▶ **WRITTEN EXERCISE**
Return each line of the material below that contains the string "door". Case counts.

=====

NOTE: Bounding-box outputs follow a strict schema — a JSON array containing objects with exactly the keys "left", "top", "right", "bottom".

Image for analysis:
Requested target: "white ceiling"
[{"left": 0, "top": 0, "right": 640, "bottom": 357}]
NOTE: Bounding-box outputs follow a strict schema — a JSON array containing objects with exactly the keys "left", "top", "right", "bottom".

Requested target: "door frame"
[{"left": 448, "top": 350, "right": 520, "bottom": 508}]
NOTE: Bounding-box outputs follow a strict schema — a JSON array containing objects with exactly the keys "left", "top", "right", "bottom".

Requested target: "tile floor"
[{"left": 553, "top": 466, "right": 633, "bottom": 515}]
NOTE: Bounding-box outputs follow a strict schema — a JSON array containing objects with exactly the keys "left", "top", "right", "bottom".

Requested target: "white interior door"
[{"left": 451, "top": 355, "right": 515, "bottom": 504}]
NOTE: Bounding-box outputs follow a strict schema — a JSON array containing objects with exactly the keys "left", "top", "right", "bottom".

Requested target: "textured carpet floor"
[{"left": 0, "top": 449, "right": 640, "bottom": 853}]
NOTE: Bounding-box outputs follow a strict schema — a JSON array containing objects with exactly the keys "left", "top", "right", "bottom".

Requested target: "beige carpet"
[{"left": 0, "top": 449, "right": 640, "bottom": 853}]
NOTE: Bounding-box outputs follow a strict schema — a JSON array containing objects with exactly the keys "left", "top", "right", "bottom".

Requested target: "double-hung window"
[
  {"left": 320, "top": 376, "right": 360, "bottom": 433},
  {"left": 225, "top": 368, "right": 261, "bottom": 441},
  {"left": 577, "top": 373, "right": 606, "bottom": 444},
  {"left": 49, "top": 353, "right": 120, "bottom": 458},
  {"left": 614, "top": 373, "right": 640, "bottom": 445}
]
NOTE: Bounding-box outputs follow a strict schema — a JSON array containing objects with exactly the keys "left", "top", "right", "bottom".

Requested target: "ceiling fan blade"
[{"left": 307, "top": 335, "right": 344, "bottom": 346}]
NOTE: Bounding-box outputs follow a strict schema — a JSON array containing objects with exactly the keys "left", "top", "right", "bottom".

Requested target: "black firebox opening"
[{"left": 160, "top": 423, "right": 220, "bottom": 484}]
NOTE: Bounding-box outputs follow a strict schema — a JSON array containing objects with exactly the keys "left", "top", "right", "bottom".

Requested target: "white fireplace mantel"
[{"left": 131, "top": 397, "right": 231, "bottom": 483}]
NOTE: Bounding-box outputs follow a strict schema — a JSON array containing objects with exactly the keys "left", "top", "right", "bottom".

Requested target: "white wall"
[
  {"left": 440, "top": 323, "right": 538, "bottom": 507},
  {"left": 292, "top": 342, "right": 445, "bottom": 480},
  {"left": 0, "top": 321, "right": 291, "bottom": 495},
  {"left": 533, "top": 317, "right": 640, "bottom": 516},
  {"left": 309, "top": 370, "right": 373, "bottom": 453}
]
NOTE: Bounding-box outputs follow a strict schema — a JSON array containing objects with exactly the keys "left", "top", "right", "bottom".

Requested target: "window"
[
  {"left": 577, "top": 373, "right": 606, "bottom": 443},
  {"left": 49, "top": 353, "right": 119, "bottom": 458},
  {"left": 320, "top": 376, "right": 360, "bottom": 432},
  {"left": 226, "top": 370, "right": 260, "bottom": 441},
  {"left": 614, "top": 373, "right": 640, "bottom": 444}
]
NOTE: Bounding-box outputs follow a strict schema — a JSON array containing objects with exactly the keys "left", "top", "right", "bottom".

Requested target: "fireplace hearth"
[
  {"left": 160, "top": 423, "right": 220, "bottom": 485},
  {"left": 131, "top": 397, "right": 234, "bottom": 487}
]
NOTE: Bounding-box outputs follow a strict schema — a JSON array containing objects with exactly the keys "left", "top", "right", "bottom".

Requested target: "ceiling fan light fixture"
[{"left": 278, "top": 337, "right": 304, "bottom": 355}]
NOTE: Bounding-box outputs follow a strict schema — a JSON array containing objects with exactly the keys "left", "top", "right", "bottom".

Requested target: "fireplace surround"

=====

▶ **FINAL RESULT**
Requested target: "door frame"
Requested target: "white interior door"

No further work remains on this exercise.